(Records from a data source)

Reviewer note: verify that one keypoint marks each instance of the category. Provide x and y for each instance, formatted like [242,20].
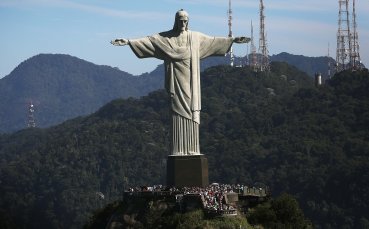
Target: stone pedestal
[187,171]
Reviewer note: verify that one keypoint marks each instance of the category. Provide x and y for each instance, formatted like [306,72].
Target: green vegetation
[274,128]
[283,212]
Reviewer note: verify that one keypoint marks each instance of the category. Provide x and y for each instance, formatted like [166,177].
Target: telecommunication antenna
[329,63]
[264,58]
[344,51]
[355,55]
[253,61]
[31,116]
[230,33]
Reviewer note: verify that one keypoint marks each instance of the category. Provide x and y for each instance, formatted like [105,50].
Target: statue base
[187,171]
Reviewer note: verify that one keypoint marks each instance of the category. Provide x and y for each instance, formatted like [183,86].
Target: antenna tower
[355,55]
[343,54]
[253,62]
[264,59]
[230,34]
[329,63]
[31,117]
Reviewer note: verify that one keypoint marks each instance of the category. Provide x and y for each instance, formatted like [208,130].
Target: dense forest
[275,128]
[62,87]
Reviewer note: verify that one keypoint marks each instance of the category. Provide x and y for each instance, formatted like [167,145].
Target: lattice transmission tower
[263,49]
[31,117]
[343,53]
[230,33]
[355,54]
[253,57]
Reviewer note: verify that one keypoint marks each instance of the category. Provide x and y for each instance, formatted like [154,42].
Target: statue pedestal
[187,171]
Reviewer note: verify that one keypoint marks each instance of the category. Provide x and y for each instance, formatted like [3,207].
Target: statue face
[182,24]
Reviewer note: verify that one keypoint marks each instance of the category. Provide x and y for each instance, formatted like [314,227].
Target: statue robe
[182,80]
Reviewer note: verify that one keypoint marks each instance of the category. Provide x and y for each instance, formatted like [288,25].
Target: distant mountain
[276,129]
[63,87]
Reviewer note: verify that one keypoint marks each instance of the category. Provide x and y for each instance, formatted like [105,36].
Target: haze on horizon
[84,28]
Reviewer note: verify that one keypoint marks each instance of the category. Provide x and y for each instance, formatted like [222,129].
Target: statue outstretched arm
[119,42]
[241,40]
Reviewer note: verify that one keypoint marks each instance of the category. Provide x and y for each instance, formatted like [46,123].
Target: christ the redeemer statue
[181,50]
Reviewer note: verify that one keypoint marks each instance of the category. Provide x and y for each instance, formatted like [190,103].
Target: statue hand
[119,42]
[241,40]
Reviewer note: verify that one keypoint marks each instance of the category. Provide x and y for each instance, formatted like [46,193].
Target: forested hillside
[274,128]
[62,87]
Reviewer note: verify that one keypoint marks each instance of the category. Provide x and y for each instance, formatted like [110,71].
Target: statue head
[181,21]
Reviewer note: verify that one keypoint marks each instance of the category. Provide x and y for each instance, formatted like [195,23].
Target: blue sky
[83,28]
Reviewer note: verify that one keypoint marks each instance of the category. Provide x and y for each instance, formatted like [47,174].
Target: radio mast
[343,53]
[355,55]
[230,33]
[31,116]
[253,62]
[263,50]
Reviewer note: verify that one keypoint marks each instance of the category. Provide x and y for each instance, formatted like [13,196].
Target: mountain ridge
[62,87]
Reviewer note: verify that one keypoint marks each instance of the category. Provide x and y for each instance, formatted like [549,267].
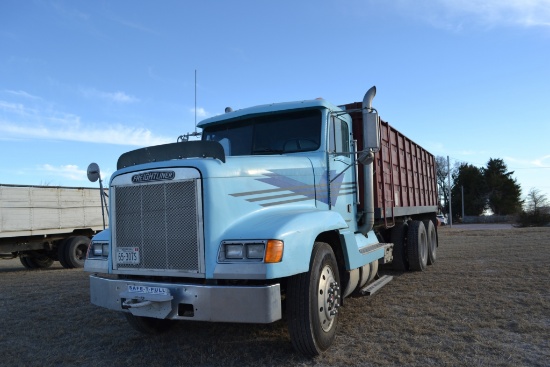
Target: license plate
[127,255]
[148,290]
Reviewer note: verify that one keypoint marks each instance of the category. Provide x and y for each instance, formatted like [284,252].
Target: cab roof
[267,108]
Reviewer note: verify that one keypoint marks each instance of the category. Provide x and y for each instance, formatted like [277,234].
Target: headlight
[251,250]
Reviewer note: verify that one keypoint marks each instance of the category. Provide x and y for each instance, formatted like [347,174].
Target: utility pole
[462,192]
[449,188]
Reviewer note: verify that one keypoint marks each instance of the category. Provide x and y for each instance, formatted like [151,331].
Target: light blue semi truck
[279,211]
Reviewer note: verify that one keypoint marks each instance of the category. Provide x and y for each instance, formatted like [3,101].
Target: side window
[338,137]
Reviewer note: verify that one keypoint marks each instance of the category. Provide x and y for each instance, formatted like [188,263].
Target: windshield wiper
[267,151]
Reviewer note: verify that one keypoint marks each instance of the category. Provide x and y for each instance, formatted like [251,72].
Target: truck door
[341,170]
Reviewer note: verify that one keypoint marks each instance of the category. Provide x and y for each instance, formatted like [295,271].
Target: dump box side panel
[34,210]
[404,173]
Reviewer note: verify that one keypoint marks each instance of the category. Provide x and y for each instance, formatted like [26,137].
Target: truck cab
[265,209]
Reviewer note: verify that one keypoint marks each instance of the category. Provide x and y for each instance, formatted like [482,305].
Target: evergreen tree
[504,193]
[471,179]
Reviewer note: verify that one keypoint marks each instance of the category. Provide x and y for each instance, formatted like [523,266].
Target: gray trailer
[43,224]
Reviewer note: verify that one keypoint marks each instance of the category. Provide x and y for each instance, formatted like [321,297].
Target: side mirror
[371,122]
[365,157]
[93,172]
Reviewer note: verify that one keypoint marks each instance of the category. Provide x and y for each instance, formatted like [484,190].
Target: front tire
[312,300]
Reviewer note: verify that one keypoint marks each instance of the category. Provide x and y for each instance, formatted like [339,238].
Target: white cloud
[458,14]
[116,134]
[28,123]
[538,162]
[69,171]
[20,93]
[117,97]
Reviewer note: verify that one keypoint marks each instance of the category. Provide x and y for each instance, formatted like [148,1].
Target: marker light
[234,251]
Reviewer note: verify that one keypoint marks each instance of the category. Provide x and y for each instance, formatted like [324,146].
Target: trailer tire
[312,301]
[75,251]
[61,253]
[399,239]
[432,241]
[36,261]
[25,263]
[148,325]
[417,246]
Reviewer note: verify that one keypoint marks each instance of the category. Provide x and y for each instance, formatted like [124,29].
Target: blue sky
[85,81]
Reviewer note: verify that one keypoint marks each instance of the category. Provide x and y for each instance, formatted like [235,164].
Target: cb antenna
[195,101]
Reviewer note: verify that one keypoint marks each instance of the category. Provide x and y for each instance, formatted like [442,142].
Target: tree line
[491,187]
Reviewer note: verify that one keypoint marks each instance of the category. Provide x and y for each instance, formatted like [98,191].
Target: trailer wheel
[417,246]
[148,325]
[312,300]
[432,241]
[75,251]
[399,240]
[25,263]
[61,252]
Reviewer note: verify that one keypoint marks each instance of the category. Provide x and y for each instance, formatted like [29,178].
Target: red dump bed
[405,180]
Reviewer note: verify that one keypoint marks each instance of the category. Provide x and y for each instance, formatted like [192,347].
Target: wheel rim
[327,298]
[424,247]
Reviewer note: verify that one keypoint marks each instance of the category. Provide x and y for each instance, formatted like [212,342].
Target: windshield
[269,134]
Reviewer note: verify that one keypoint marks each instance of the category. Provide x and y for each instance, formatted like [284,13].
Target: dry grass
[485,303]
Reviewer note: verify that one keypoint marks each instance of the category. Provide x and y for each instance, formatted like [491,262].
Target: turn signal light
[274,251]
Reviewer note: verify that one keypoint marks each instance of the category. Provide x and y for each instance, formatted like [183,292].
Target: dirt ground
[486,302]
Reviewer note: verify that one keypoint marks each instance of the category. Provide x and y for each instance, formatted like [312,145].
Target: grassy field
[485,303]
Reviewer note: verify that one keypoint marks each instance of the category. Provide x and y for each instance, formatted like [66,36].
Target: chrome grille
[162,220]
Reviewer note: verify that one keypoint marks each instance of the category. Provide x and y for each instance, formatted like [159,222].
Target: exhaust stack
[371,145]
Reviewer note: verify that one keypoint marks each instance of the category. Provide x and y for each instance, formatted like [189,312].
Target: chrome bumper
[245,304]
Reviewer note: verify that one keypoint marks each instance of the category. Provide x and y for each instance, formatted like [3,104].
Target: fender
[298,230]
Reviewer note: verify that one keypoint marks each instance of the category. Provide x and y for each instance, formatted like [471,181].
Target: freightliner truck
[279,211]
[43,224]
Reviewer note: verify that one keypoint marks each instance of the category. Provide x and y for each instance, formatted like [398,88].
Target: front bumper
[245,304]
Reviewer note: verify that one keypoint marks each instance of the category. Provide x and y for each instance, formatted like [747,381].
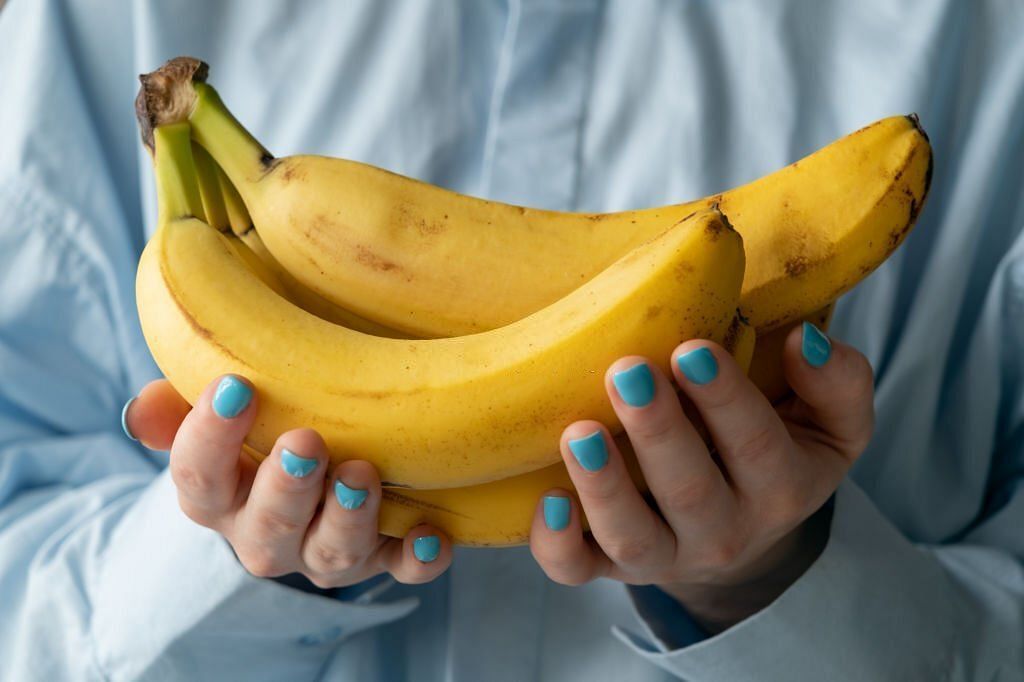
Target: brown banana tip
[166,95]
[725,219]
[915,121]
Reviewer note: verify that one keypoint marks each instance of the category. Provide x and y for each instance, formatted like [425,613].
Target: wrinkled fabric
[580,104]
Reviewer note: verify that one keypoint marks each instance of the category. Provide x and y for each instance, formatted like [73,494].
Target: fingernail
[698,366]
[815,346]
[427,548]
[590,451]
[295,466]
[556,512]
[124,419]
[635,385]
[231,397]
[349,498]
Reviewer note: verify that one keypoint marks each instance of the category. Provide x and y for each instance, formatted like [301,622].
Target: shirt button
[315,639]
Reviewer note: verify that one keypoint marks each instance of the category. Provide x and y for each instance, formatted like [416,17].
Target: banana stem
[177,190]
[176,93]
[237,152]
[238,214]
[209,189]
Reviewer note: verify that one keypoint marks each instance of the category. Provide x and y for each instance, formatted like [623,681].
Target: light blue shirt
[580,104]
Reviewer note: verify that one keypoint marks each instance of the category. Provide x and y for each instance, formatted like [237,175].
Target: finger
[421,556]
[270,528]
[557,543]
[754,445]
[630,533]
[689,487]
[154,416]
[343,536]
[835,386]
[205,459]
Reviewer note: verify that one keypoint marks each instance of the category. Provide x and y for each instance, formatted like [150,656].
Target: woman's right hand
[270,512]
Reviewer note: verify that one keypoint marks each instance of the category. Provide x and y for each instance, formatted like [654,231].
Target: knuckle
[193,480]
[268,522]
[328,560]
[790,507]
[652,430]
[721,554]
[604,491]
[687,496]
[322,581]
[415,574]
[629,551]
[261,563]
[756,445]
[860,385]
[565,577]
[197,514]
[721,393]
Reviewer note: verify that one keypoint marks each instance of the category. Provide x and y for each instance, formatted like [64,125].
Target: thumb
[834,385]
[155,415]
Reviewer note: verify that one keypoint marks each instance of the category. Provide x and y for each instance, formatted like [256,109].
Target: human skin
[730,533]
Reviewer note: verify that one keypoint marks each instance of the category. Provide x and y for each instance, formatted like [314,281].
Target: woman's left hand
[736,529]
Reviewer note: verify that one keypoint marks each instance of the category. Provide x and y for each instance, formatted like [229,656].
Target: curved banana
[373,242]
[436,413]
[500,513]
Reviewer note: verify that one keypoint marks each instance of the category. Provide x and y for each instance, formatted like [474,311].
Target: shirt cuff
[169,586]
[871,606]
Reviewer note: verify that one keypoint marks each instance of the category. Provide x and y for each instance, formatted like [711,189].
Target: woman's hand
[270,512]
[736,528]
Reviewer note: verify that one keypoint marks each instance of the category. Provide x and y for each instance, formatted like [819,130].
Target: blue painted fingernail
[556,512]
[295,466]
[590,451]
[698,366]
[427,548]
[815,346]
[635,385]
[124,419]
[349,498]
[231,397]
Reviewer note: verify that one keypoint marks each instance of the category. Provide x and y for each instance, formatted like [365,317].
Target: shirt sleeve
[101,577]
[100,573]
[877,605]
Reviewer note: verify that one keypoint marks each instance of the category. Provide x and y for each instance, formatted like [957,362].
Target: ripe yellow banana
[436,413]
[498,513]
[431,262]
[225,212]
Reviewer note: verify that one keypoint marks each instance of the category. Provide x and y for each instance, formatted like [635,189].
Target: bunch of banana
[354,254]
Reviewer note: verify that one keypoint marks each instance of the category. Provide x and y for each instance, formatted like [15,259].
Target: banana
[436,413]
[432,262]
[225,212]
[766,365]
[500,513]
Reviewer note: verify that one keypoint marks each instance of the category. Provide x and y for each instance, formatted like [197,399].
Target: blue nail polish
[635,385]
[556,512]
[427,548]
[698,366]
[124,419]
[349,498]
[295,466]
[815,346]
[231,397]
[590,451]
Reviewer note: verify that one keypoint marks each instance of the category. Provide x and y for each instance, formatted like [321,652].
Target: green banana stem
[238,214]
[242,157]
[209,189]
[177,192]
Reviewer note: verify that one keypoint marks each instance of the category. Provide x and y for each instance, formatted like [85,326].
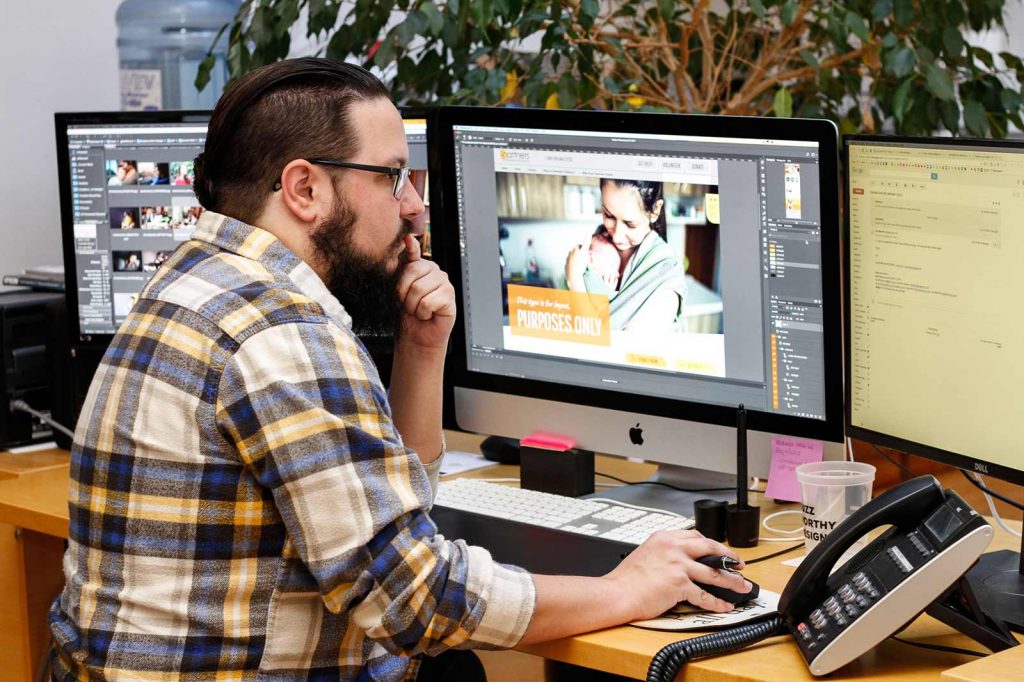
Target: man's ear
[304,190]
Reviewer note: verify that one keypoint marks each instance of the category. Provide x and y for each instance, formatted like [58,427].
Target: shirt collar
[262,247]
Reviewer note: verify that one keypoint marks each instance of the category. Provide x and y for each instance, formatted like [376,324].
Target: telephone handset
[837,615]
[934,539]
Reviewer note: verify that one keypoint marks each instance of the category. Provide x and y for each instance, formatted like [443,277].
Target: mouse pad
[687,616]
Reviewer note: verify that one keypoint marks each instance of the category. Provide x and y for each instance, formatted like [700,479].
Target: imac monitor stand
[629,280]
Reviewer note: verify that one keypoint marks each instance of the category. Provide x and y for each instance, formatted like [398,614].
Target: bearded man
[247,501]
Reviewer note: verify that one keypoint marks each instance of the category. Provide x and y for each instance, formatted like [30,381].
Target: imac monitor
[629,280]
[127,202]
[935,354]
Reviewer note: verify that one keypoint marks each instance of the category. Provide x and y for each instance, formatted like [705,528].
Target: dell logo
[636,434]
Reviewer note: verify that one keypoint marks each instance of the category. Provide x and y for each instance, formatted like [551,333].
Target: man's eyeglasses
[400,175]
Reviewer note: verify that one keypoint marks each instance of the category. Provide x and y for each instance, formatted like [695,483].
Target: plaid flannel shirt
[242,506]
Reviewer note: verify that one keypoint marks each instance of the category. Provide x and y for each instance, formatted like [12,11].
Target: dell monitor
[127,202]
[629,280]
[935,352]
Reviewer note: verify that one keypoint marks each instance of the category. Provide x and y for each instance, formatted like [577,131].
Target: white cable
[991,507]
[22,406]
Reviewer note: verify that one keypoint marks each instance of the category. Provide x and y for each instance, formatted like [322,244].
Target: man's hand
[428,300]
[576,263]
[660,572]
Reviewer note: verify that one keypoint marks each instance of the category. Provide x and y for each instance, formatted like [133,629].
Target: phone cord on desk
[666,664]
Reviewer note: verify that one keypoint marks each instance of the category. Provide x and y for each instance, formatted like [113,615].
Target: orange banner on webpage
[558,314]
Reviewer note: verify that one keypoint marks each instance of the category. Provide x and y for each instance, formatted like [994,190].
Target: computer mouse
[729,595]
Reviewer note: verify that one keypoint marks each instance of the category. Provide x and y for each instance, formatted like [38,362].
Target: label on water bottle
[140,89]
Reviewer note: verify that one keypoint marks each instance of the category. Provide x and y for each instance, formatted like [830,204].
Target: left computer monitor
[127,202]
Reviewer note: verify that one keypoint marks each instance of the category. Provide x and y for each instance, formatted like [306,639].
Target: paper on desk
[686,616]
[786,455]
[459,462]
[49,444]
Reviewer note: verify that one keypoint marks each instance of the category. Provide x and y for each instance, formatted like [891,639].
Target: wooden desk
[36,502]
[33,528]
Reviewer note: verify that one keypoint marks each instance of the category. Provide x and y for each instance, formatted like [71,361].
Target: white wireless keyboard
[602,519]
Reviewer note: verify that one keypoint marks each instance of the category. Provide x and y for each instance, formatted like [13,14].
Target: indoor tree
[868,65]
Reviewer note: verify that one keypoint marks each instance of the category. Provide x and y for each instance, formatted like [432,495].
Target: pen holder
[568,472]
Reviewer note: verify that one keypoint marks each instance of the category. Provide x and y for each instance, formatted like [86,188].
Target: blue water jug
[160,46]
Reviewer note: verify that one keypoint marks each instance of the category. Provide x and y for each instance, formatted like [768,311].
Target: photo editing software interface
[132,204]
[675,266]
[936,254]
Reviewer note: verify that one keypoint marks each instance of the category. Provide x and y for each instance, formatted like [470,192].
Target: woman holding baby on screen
[629,260]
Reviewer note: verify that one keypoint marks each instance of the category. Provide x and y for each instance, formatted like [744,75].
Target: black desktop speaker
[24,340]
[72,368]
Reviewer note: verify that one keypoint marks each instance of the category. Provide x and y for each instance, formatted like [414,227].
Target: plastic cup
[829,492]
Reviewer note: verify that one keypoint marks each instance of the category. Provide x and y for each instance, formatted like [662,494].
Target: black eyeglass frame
[400,175]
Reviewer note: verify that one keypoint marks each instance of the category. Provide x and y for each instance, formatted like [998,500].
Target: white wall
[54,56]
[62,56]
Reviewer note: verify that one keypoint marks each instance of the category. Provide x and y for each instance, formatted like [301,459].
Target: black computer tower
[25,336]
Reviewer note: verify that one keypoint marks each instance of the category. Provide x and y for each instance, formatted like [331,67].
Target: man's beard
[367,287]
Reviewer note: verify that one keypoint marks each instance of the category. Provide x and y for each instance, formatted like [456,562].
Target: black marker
[722,562]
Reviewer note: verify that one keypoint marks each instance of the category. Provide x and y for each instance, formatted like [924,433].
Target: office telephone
[912,566]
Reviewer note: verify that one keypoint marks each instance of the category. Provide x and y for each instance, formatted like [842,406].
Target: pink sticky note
[786,455]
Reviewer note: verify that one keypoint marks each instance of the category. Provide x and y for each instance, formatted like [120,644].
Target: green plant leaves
[588,12]
[901,61]
[782,103]
[856,25]
[921,73]
[938,82]
[952,41]
[788,11]
[901,99]
[976,119]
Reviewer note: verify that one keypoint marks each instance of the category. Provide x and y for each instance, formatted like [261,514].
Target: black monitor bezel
[887,440]
[65,120]
[62,121]
[822,132]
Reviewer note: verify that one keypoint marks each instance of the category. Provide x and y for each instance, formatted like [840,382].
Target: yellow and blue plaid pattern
[242,506]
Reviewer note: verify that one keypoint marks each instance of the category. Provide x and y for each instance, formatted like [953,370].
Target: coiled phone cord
[666,664]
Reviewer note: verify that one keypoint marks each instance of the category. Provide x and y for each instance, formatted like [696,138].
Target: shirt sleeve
[310,419]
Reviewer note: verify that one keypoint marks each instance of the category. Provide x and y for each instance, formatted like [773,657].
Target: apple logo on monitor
[636,434]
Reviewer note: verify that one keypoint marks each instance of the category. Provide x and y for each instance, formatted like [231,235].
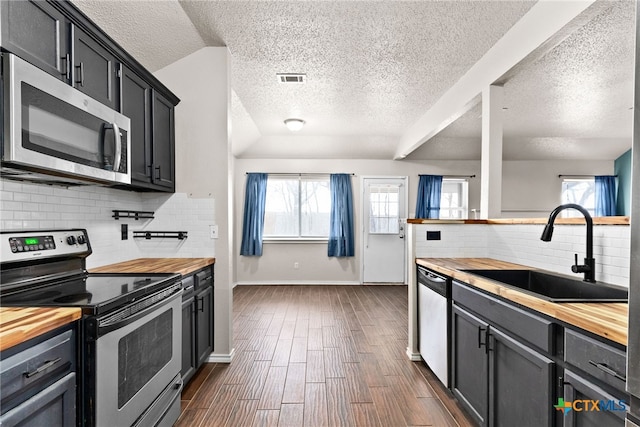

# PROBLEM DETAILS
Please select each line in the data above that contains the word "monitor" and copy it.

# SOLUTION TO THE PROBLEM
Target: imac monitor stand
Target: imac monitor
Target: dell monitor
Target: left computer monitor
Target: black monitor bezel
Target: apple logo on monitor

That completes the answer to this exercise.